Actions to take
(A) In the post on GLO section corners, how far were sections broken down during the original GLO survey?
(B) Rewrite the records from the line containing "Identify each instance of the bronze" through the last line of the records, inclusive, as a Markdown table with the columns Row and Record line. Leave out blank lines.

Document section
The GLO section corners originally placed in the late 1800's are controlling, whether they were accurately placed or not. It's amazing how many of those you can still find evidence of in the field when you start looking for them. Registered plats/surveys based on those original corners are also solid in court. Anything else is pretty weak.

Sections were never broken down further than exterior quarter corners during the original GLO survey. The problem is that lots of land has changed hands over the years by legal description with no formal surveys. Many unregistered, informal interior corners have become accepted without having ever been formally surveyed and people have built houses, roads, camps and and garages close to these unsurveyed lines based on them. When you resurvey the interior corners of a section based on the old original GLO corners using the rules of land division and the better equipment available today, like the state and feds have been doing, you find that many of those unregistered, interior corners dividing up a section were poorly located.

Raw records
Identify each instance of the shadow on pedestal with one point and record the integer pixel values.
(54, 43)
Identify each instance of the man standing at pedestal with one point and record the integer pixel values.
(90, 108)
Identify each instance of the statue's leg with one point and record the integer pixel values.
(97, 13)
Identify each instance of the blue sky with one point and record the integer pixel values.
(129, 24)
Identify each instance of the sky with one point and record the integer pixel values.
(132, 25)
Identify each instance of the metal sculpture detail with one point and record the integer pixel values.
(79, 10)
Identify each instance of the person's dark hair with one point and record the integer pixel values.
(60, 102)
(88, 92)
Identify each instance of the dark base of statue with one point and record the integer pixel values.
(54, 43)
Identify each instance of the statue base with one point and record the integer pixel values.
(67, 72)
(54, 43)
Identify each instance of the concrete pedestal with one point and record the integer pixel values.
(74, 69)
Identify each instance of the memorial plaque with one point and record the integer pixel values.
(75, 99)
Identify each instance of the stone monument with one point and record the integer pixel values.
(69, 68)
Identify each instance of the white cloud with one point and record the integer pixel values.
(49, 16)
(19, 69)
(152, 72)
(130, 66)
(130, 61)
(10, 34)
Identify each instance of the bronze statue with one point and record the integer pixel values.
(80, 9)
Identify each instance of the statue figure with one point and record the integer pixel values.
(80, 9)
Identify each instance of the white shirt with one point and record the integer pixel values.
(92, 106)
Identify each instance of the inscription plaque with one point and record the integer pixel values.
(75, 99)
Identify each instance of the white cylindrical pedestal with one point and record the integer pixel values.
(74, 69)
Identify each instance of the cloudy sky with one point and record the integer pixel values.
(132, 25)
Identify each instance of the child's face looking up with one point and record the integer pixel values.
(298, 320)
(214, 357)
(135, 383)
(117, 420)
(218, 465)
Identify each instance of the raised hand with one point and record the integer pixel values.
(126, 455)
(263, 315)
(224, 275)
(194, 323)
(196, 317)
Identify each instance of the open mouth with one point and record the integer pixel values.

Solutions to each task
(A) No further than the exterior quarter corners.

(B)
| Row | Record line |
|---|---|
| 1 | Identify each instance of the bronze statue with one point and record the integer pixel values. |
| 2 | (80, 9) |
| 3 | Identify each instance of the statue figure with one point and record the integer pixel values. |
| 4 | (80, 9) |
| 5 | Identify each instance of the white shirt with one point and record the integer pixel values. |
| 6 | (92, 106) |
| 7 | Identify each instance of the inscription plaque with one point and record the integer pixel values. |
| 8 | (75, 99) |
| 9 | Identify each instance of the white cylindrical pedestal with one point and record the integer pixel values. |
| 10 | (74, 69) |
| 11 | Identify each instance of the cloudy sky with one point and record the integer pixel values. |
| 12 | (132, 25) |
| 13 | Identify each instance of the child's face looking up with one point and record the integer pixel values. |
| 14 | (298, 320) |
| 15 | (214, 357) |
| 16 | (135, 383) |
| 17 | (117, 420) |
| 18 | (218, 465) |
| 19 | Identify each instance of the raised hand with one point and record the integer pixel values. |
| 20 | (126, 455) |
| 21 | (263, 315) |
| 22 | (224, 275) |
| 23 | (194, 323) |
| 24 | (196, 317) |
| 25 | Identify each instance of the open mouth with one point and record the integer pixel values. |